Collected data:
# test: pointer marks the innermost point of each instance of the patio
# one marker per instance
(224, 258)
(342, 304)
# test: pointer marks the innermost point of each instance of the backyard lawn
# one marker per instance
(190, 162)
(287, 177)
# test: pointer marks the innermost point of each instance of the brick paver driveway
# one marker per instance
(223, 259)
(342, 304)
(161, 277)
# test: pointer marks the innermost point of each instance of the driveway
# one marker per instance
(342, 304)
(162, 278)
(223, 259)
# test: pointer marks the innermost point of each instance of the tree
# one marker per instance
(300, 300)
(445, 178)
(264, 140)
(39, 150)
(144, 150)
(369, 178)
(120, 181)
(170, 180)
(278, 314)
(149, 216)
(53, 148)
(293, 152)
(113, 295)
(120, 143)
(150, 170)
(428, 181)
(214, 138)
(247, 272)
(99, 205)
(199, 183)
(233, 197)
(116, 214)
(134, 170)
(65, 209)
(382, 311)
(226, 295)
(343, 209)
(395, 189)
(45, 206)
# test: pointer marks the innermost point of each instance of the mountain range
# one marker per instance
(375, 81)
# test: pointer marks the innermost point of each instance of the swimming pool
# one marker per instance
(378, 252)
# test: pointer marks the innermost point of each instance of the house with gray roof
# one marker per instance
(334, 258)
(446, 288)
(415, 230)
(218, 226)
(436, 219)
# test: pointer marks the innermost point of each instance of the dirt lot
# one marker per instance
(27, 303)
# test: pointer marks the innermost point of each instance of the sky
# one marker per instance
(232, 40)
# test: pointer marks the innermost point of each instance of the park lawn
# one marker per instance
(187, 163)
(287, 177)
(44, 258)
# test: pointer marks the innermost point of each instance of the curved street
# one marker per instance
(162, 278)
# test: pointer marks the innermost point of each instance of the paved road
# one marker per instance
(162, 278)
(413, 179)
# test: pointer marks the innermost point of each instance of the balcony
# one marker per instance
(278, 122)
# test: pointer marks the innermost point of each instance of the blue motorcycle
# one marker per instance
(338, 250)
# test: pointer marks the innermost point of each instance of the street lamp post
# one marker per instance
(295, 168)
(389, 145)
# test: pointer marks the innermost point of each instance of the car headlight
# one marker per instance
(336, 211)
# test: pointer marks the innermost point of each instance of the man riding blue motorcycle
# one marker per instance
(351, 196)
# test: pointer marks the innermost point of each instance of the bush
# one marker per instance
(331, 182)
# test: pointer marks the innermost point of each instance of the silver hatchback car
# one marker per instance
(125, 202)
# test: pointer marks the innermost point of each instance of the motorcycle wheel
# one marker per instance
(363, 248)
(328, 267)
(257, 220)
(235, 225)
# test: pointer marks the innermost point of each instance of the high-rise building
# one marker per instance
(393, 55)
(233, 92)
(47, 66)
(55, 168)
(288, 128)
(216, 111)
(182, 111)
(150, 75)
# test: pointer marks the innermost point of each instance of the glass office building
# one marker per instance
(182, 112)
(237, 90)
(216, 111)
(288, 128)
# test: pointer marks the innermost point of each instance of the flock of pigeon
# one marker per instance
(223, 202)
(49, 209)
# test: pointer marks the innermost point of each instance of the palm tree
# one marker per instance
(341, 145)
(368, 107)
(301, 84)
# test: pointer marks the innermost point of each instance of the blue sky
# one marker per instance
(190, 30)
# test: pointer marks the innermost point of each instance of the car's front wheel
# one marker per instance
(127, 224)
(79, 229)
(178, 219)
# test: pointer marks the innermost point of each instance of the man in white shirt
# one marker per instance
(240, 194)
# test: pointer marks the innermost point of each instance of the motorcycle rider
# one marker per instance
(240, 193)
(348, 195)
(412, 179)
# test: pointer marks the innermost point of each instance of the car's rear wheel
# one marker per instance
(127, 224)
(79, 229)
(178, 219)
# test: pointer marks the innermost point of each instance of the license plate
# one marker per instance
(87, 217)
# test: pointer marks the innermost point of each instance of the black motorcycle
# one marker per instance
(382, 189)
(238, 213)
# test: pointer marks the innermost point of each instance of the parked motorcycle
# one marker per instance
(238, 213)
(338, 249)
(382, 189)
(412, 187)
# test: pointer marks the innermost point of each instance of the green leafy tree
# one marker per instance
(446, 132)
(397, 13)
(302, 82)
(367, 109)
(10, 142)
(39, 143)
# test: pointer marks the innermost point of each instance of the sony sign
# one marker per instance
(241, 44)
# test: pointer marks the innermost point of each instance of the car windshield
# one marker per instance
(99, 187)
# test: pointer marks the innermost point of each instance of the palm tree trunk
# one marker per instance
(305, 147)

* _Problem description_
Every entry in the listing must be retyped exactly.

* _Solution_
# test: pointer marks the innermost point of each instance of the patio
# one marker per instance
(224, 258)
(342, 304)
# test: pointer marks the innermost point of each instance of the backyard lawn
# one marker per instance
(190, 162)
(287, 177)
# test: pointer marks the innermost point of each instance of the brick paver driveway
# one marker per instance
(223, 259)
(342, 304)
(161, 277)
# test: pointer marks the innermost point of each instance of the driveway
# one marker per instance
(342, 304)
(162, 278)
(223, 259)
# test: pointer marks the innermost point of each instance of the tree
# one marker per instance
(300, 300)
(445, 178)
(264, 140)
(39, 150)
(144, 150)
(369, 178)
(120, 181)
(170, 180)
(278, 314)
(149, 216)
(53, 148)
(293, 152)
(113, 295)
(120, 143)
(150, 170)
(428, 181)
(214, 138)
(247, 272)
(99, 205)
(199, 183)
(233, 197)
(116, 214)
(134, 170)
(65, 209)
(382, 311)
(226, 295)
(343, 209)
(395, 189)
(45, 206)
# test: pointer marks the innermost point of each instance of the mountain range
# one marker per instance
(375, 81)
# test: pointer marks the innermost point of each instance of the swimming pool
# one marker per instance
(378, 252)
# test: pointer marks the innermost point of each instance of the house with gray roof
# one marker per instance
(334, 258)
(446, 288)
(415, 230)
(218, 226)
(436, 219)
# test: pointer marks the innermost point of each instance of the dirt lot
# one marker per instance
(27, 303)
# test: pointer marks the innermost point of each instance of the sky
# one marker per instance
(232, 40)
# test: pointer marks the innermost point of each instance of the park lawn
# one marker per instance
(187, 163)
(287, 177)
(44, 258)
# test: pointer marks the innermost point of each instance of the curved street
# one marker per instance
(162, 278)
# test: pointer marks the innermost point of each instance of the paved road
# one marker per instance
(162, 278)
(413, 179)
# test: pointer marks the innermost point of each instance of the balcony
# one marker per instance
(278, 122)
# test: pointer marks the innermost point of each instance of the blue motorcycle
# one marker per instance
(338, 250)
# test: pointer marks the innermost point of each instance of the street lamp post
# one marker per instance
(295, 168)
(389, 145)
# test: pointer marks the innermost point of each instance of the car headlight
# one marker per instance
(336, 211)
# test: pointer marks the innermost point of each instance of the man riding blue motorcycle
# one marker per instance
(351, 196)
# test: pointer marks the innermost point of each instance of the bush
# one marker per instance
(331, 182)
# test: pointer marks the innermost point of each instance of the silver hatchback car
# one marker per instance
(125, 202)
# test: pointer marks the innermost point of each instance of the motorcycle wheel
# one marker per instance
(363, 248)
(328, 267)
(257, 220)
(235, 225)
# test: pointer marks the innermost point of each instance of the high-rise building
# one marker per instance
(393, 55)
(233, 92)
(47, 66)
(55, 168)
(288, 128)
(216, 111)
(182, 111)
(150, 75)
# test: pointer marks the innermost point of each instance of the glass office building
# one marker per instance
(182, 112)
(237, 90)
(216, 111)
(288, 128)
# test: pointer marks the innermost point of each instance of the flock of pigeon
# one marker per instance
(223, 202)
(49, 209)
# test: pointer marks the innermost point of each instance of the palm tree
# one marker per instance
(341, 145)
(368, 107)
(301, 84)
# test: pointer marks the innermost point of each instance of the blue sky
# one marker per instance
(190, 30)
# test: pointer marks the innermost point of each instance of the car's front wheel
# one marker per instance
(127, 224)
(79, 229)
(178, 219)
# test: pointer marks the innermost point of each instance of the man in white shirt
# one marker per instance
(240, 194)
# test: pointer marks the innermost point of each instance of the motorcycle rider
# one marker per instance
(240, 193)
(348, 195)
(412, 179)
# test: pointer marks the innermost point of each instance of the car's rear wheel
# one marker per instance
(127, 224)
(79, 229)
(178, 219)
# test: pointer marks the innermost point of each instance of the license plate
# one marker per instance
(87, 217)
# test: pointer marks the innermost point of each instance of the black motorcycle
# one marker per instance
(382, 189)
(238, 213)
# test: pointer marks the innermost point of each instance of the parked motorcycle
# one marker per instance
(238, 213)
(338, 249)
(382, 189)
(412, 187)
# test: pointer marks the innermost point of each instance of the green leafy tree
# one marker per instance
(446, 132)
(397, 13)
(302, 82)
(367, 109)
(10, 142)
(39, 143)
# test: pointer marks the innermost point of each instance of the sony sign
# one marker per instance
(241, 44)
# test: pointer marks the innermost point of each instance of the car windshield
# one marker per instance
(99, 187)
# test: pointer marks the innermost point of each instance of the palm tree trunk
# one marker per instance
(305, 147)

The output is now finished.